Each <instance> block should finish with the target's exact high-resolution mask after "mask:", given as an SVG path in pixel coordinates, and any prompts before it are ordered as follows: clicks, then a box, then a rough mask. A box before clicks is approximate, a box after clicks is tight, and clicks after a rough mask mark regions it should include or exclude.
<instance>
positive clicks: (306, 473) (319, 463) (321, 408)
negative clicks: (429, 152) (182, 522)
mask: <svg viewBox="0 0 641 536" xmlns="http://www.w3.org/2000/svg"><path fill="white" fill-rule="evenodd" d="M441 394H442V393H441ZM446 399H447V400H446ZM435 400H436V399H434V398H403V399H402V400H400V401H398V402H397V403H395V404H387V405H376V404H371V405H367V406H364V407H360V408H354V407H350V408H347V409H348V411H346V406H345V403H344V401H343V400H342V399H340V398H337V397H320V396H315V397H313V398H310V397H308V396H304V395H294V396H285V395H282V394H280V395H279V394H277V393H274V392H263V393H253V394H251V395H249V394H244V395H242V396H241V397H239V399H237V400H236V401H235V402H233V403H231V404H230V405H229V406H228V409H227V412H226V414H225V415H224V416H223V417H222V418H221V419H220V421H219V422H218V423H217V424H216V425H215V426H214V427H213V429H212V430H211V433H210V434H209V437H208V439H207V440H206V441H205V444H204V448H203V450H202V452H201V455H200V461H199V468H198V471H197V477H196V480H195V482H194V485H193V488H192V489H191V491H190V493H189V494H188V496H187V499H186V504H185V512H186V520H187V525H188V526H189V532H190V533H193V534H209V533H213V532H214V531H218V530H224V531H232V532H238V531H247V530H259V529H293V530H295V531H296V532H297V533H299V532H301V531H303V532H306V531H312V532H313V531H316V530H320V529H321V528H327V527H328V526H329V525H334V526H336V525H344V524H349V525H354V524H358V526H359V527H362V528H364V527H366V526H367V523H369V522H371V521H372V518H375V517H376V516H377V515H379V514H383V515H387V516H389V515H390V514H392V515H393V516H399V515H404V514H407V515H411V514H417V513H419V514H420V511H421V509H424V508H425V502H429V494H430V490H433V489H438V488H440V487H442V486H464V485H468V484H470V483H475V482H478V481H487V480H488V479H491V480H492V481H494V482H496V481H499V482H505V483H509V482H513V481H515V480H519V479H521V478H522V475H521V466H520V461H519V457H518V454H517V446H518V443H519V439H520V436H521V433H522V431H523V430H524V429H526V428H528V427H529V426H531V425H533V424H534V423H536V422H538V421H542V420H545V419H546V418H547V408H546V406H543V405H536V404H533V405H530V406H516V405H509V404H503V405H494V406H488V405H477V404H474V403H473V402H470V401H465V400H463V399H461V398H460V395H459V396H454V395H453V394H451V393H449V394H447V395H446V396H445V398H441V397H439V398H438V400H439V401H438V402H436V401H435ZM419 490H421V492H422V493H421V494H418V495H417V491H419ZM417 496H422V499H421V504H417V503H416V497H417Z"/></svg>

## Requirement
Retype the records above exactly, so that no line differs from its source.

## Answer to this problem
Each <instance> block should finish with the target's exact high-resolution mask after "mask:", given as an SVG path in pixel coordinates, and any prompts before it are ordered as follows: clicks, then a box, then a rough mask. A box before clicks is approximate, a box after clicks is tight, and clicks after a rough mask mark regions it should include or exclude.
<instance>
positive clicks: (306, 473) (319, 463) (321, 408)
negative clicks: (429, 152) (182, 522)
mask: <svg viewBox="0 0 641 536" xmlns="http://www.w3.org/2000/svg"><path fill="white" fill-rule="evenodd" d="M441 394H442V393H441ZM446 399H447V400H446ZM435 400H436V399H434V398H403V399H402V400H400V401H398V402H397V403H395V404H387V405H376V404H371V405H367V406H364V407H360V408H354V407H350V408H347V409H348V411H346V406H345V403H344V401H343V400H342V399H340V398H337V397H320V396H315V397H313V398H310V397H308V396H304V395H294V396H285V395H282V394H280V395H279V394H277V393H274V392H263V393H253V394H251V395H249V394H244V395H242V396H241V397H239V399H237V400H236V401H235V402H233V403H231V404H230V405H229V406H228V409H227V412H226V414H225V415H224V416H223V417H222V418H221V419H220V421H219V422H218V423H217V424H216V425H215V426H214V427H213V429H212V430H211V433H210V434H209V437H208V439H207V440H206V441H205V444H204V448H203V450H202V452H201V455H200V461H199V468H198V471H197V477H196V480H195V482H194V485H193V488H192V489H191V491H190V493H189V494H188V496H187V499H186V504H185V512H186V520H187V525H188V526H189V532H190V533H193V534H209V533H213V532H214V531H218V530H224V531H232V532H238V531H247V530H259V529H293V530H295V531H296V532H297V533H299V532H301V531H303V532H306V531H312V532H313V531H316V530H320V529H321V528H327V527H328V526H329V525H334V526H336V525H344V524H349V525H354V524H358V526H359V527H362V528H364V527H366V526H367V523H369V522H371V521H372V518H375V517H376V516H377V515H379V514H383V515H387V516H389V515H390V514H392V515H393V516H399V515H404V514H407V515H411V514H417V513H419V514H420V511H421V509H424V508H425V502H429V494H430V490H433V489H438V488H440V487H442V486H464V485H468V484H470V483H475V482H478V481H487V480H488V479H491V480H492V481H494V482H496V481H499V482H505V483H509V482H513V481H515V480H519V479H521V478H522V475H521V466H520V461H519V457H518V454H517V446H518V443H519V439H520V436H521V433H522V431H523V430H524V429H526V428H528V427H529V426H531V425H533V424H534V423H536V422H538V421H542V420H545V419H546V418H547V408H546V406H543V405H536V404H533V405H530V406H516V405H509V404H503V405H494V406H488V405H477V404H474V403H473V402H470V401H465V400H463V399H461V398H460V395H459V396H454V395H453V394H451V393H449V394H447V395H446V396H445V398H441V397H439V398H438V400H439V401H438V402H436V401H435ZM419 490H421V492H422V493H421V494H418V495H417V491H419ZM417 496H422V499H421V504H417V503H416V497H417Z"/></svg>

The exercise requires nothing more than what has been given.